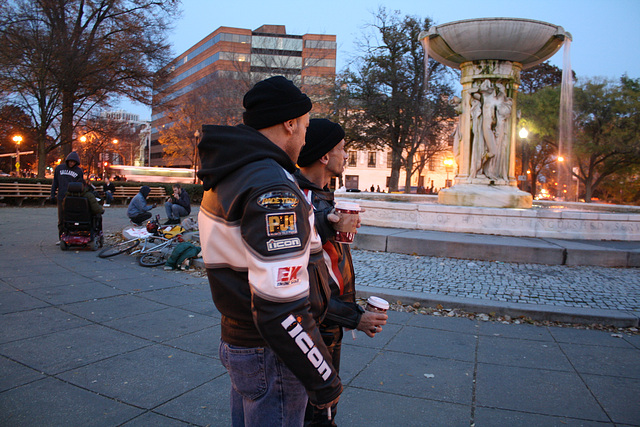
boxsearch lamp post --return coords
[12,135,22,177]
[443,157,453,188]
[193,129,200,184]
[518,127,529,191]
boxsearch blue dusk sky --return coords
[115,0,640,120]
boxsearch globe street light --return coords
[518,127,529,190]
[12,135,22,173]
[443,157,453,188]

-*-*-

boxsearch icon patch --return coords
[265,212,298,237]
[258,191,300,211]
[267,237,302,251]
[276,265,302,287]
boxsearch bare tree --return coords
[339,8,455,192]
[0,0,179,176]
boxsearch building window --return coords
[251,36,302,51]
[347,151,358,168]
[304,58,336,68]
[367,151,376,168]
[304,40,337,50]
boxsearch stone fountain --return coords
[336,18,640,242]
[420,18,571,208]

-*-*-

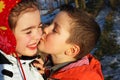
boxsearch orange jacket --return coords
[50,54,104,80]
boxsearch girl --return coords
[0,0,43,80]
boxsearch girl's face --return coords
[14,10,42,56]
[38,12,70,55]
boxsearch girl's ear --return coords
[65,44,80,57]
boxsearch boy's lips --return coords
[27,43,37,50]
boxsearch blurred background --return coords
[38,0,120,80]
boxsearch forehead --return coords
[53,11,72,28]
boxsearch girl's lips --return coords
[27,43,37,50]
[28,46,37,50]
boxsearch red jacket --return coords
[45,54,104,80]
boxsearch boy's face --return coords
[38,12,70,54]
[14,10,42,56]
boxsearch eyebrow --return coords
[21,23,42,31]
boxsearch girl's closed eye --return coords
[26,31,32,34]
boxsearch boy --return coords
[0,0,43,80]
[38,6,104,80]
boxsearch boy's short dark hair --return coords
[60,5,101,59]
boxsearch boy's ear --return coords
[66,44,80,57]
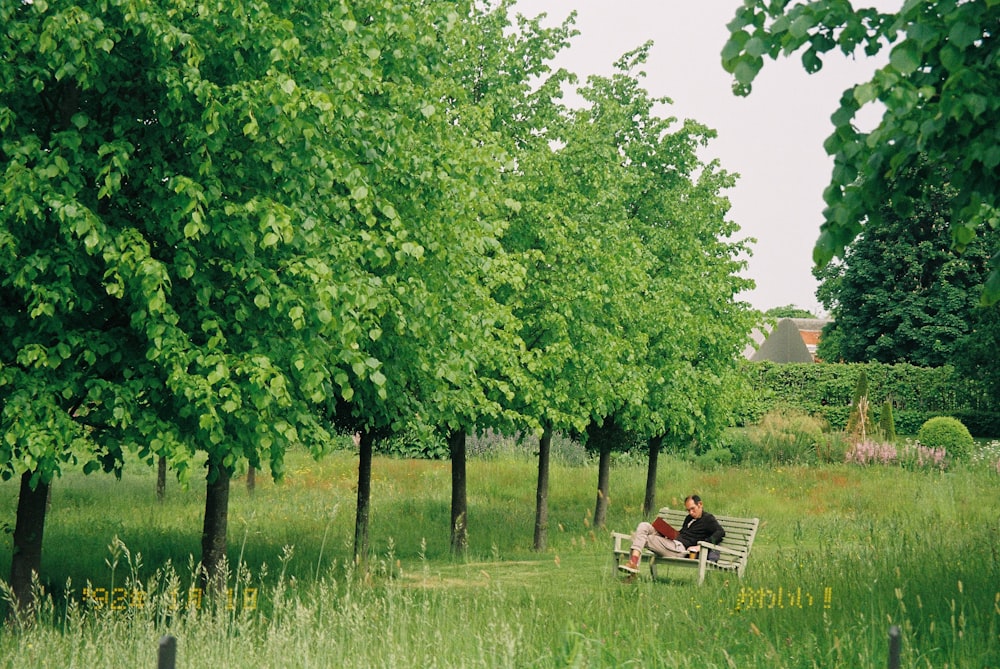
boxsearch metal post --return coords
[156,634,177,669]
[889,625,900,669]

-*-*-

Rewrite the material above as a JSON list of strings, one string per line with blank lines omitted, starting at the line that contains "boxsearch girl's face --return coords" and ending at the line that contains "[28,46,37,50]".

[
  "boxsearch girl's face --return coords",
  "[14,10,42,56]",
  "[38,12,70,55]",
  "boxsearch girl's ear --return coords",
  "[65,44,80,57]",
  "boxsearch boy's lips --return coords",
  "[27,43,37,50]",
  "boxsearch blurred background --return coords",
  "[38,0,120,80]",
  "boxsearch forehead --return coords",
  "[53,11,72,28]",
  "boxsearch girl's lips --return coords",
  "[27,43,37,50]",
  "[28,46,37,50]"
]